# DIRECTION
Return every line of the listing below verbatim, with no changes.

# DATA FOR THIS EXERCISE
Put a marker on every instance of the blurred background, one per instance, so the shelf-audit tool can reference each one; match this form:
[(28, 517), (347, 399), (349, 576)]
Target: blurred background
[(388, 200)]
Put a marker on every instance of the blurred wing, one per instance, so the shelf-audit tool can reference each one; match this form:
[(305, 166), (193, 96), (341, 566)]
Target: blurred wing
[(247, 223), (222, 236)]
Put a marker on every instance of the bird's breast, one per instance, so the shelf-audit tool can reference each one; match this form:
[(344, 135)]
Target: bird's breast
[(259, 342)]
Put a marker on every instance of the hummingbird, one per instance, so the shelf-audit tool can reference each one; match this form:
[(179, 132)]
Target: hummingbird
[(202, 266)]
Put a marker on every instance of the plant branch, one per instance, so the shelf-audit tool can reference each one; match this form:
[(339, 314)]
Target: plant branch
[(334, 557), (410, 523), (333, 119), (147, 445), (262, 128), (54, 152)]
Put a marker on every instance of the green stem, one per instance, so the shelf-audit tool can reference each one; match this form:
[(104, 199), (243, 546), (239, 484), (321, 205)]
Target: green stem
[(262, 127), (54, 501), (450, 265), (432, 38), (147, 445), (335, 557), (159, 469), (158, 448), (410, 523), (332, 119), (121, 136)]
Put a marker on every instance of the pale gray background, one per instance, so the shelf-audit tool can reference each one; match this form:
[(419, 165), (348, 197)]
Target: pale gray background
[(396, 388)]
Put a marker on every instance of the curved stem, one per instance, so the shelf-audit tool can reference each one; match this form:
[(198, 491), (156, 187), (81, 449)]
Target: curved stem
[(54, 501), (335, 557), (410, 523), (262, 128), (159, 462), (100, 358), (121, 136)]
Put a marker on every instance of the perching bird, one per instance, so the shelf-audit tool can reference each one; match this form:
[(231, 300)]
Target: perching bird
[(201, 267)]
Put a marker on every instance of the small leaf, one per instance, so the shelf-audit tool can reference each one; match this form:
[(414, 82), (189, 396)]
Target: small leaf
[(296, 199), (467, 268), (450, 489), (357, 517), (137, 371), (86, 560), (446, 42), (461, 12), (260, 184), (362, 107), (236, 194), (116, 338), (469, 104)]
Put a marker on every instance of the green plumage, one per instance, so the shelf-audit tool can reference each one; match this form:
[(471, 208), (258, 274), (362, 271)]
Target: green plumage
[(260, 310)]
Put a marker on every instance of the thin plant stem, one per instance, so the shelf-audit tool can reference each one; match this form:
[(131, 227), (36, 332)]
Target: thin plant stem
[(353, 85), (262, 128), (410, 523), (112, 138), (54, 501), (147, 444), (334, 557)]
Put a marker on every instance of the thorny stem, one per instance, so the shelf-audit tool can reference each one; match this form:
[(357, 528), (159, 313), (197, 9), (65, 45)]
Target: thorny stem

# WRITTEN SOLUTION
Put a marker on every instance of the blurred background, one per instance, so the shelf-audit tool can reference each one; match this form:
[(28, 517), (347, 399), (349, 576)]
Target: blurred background
[(388, 200)]
Put a marker on every instance of the blurred wing, one per instance, so the shelf-audit tool can reference each one; match this form:
[(305, 166), (193, 96), (341, 566)]
Target: blurred wing
[(247, 223), (222, 236)]
Put a marker on every instance of the bird's breast, one per instance, so the shelf-audit tool can reference each one; match this form:
[(344, 135)]
Target: bird's breast
[(259, 342)]
Put a marker on every instance of the hummingbird, one per instance, so the shelf-audit tool can reference each one; match this form:
[(179, 132)]
Target: hummingbird
[(202, 266)]
Put a marker on every instance of the plant branch, one per instance, so the shelf-audit tool can reference each one; match this form:
[(339, 314)]
Target: plant branch
[(334, 557), (410, 523), (333, 119), (147, 445), (262, 128), (54, 152)]
Put a marker on every instance of the green stem, one per instance, so the shelf-audit tool can reference each one; match this form:
[(104, 199), (243, 546), (239, 484), (321, 205)]
Target: green stem
[(262, 127), (54, 501), (450, 265), (432, 38), (147, 445), (335, 557), (159, 469), (158, 448), (410, 523), (332, 119), (121, 136)]
Put a marker on every instance of the pale gray background, one per instance, so the shelf-audit tool can reference each one; match this form:
[(419, 165), (348, 197)]
Target: pale gray background
[(396, 388)]
Put a marker on every instance of the curved stem, one per instance, so the shelf-audit tool can reference each one; match this form:
[(198, 491), (156, 187), (81, 449)]
Target: curved stem
[(54, 501), (335, 557), (410, 523), (262, 128), (159, 462), (100, 358), (121, 136)]
Put a marker on every instance of the perching bird, one per instance, so the shelf-audit tool can reference each one; match this form:
[(231, 300)]
Target: perching bird
[(201, 267)]
Put a marker on every instance of the small leaf, one per instance, so the shelf-audit tool can reference each one; match this form:
[(414, 82), (189, 396)]
Target: small leaf
[(296, 199), (467, 268), (450, 489), (357, 517), (137, 371), (86, 560), (446, 42), (461, 12), (260, 184), (362, 107), (236, 194), (116, 338), (469, 104)]
Put a marker on every instance of the green plumage, one per instance, so the shelf-audit tool can reference each one; match this form:
[(471, 208), (258, 274), (362, 271)]
Target: green plumage
[(260, 310)]
Put a marker on every instance of the thin plant stem, one per instance, so the shelf-audit tool can reference each one; match this form:
[(131, 227), (36, 332)]
Target: thin plant stem
[(353, 85), (262, 128), (410, 523), (112, 138), (54, 501), (147, 444), (334, 557)]
Put a marker on every instance of the thorny stem, one per instance, so the shelf-audit tool can reference each one; match this form:
[(357, 528), (159, 313), (197, 9), (65, 45)]
Target: thorny stem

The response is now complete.